» **SOURCE EXTRACT**:
--------------------

Today is the equinox which means that the nights start to become
longer than the days, however for many weeks now the days have been noticeably
becoming shorter. Today the sun came up at 6.45am and set 6.50pm; it is
definitely time that we headed for the southern hemisphere.
Today, despite the shortening hours of daylight, the weather was
mostly clear and sunny, so much so it seemed a shame to spend more than the
morning cleaning and attending to administration matters. Chris suggested we
head off to Framlingham for the rest of the day, and what a brilliant idea that
turned out to be.
Framlingham is a small village, or town, of about 3,000
inhabitants these days, lying twenty miles or so east north east of Stowmarket.
We took the A1120 through Suffolk villages of charming thatched cottages until
we turned onto the B1115 into our destination.
Framlingham Castle is reportedly located on a bluff, however I
would have said a “low rise”, because the rise and fall of the land around here
is very gentle. The castle walls are still intact and one sign suggested that
with a decent garrison, it could withstand a siege even today, but I suspect
that boast does not take into account that wars today involve drones and
hydrogen bombs.
The castle’s defence was based on a deep ditch and huge stone
towers built into a curtain wall, built at the end of the 12th
century. The stone walls are 2.5 metres thick and 13 metres high and were
protected by thirteen strong towers. Once the surrounding farmland was part of
a 600 acre park able to accommodate up to 1,600 head of deer and then the lake,
or mere, was much more expansive than it is today.
The coast is only twelve miles away, as the crow flies, and with
the Continent less than two days sail away, the network and excellent ports
meant that East Anglia became rich through trade very early on.
Between the 12th and 16th centuries the
castle was repeatedly confiscated by the king and then returned when he needed
the noble’s support. During the 15th and 16th centuries
the Howard dukes of Norfolk needed a castle to suit their ambition and turned
the castle into more luxurious accommodation, including the addition of
elaborate chimneys, most of which were for show only. One of the last people to
stay in the castle during that era, was Mary Tudor, daughter of King Henry
VIII, She came to Framlingham to gather her support before she was crowned
Queen of England in 1553.

--------------------

» **Point placement records**:
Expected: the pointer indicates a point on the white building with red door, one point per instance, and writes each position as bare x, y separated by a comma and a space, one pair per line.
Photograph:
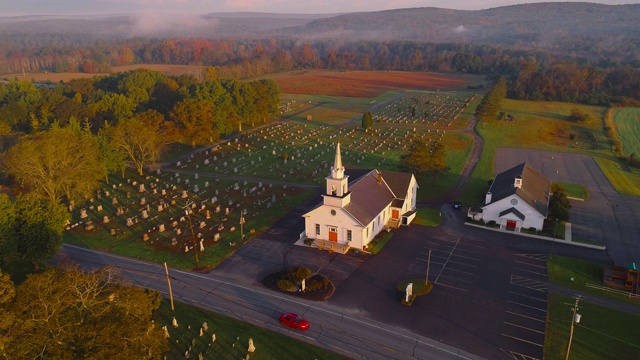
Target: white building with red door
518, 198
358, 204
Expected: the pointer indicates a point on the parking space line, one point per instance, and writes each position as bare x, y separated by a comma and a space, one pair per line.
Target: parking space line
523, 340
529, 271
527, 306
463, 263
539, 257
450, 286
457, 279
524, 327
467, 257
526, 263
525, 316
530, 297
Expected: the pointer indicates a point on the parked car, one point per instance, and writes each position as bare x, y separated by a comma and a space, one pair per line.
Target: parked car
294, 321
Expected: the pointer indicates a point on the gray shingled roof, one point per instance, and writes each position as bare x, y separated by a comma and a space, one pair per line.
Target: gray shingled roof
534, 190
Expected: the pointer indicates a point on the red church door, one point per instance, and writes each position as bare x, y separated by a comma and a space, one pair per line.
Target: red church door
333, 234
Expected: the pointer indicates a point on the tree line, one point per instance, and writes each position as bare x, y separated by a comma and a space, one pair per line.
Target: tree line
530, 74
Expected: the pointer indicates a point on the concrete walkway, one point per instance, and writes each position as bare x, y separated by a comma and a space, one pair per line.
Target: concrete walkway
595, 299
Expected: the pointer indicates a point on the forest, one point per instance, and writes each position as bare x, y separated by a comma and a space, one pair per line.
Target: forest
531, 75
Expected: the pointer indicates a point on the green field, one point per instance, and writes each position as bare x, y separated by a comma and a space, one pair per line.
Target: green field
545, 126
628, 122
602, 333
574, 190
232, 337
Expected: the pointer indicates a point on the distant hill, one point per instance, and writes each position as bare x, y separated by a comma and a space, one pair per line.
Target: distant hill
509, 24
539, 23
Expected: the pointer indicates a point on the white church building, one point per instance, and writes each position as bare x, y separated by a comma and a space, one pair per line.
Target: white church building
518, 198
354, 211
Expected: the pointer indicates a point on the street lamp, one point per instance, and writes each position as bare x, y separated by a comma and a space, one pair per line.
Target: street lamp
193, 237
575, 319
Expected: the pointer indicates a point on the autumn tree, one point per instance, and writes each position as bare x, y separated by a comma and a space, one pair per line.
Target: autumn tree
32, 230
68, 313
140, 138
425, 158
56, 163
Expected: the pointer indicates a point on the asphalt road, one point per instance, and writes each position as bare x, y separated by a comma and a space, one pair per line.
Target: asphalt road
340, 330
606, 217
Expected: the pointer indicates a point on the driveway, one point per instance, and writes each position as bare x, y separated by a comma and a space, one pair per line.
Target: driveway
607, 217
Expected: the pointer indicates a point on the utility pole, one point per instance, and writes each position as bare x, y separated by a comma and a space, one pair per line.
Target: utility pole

--------------------

» **INSTRUCTIONS FOR THE TASK**: Continue the account of the day trip to Framlingham Castle, given above the records, from the end of its last sentence.

» **RESPONSE TO THE EXERCISE**:
By the 17th century, the main home of the Howards
family had moved to Kenninghall, another of their estates in Norfolk. In 1635, Framlingham
Castle was sold to a local politician and lawyer, Sir Robert Hitcham, for £14,000,
who died just one year later, instructing his estate be divided amongst the
poor. Most of the buildings were pulled down and the first poorhouse building
opened in the mid-17th century, but it was too small. The main
poorhouse wing was added in 1729 using part of the earlier medieval hall.
Hitcham was apparently born poor but died rich, hence his bequest.
He knew that education and learning a trade could help one to escape poverty.
He was a man of vision and a notable philanthropist in his day. His poorhouse
housed around forty people, employing women to spin wool and men to work as
farm labourers in the better seasons and cobble shoes in the winter. Boys were
sent out as apprentices and girls placed in domestic service. Here there was a
more community sense than in many other workhouses that sprang up through the
country to meet the need of the poor. This need had become more so after the
dissolution of the monasteries; one of the more positive roles they had filled.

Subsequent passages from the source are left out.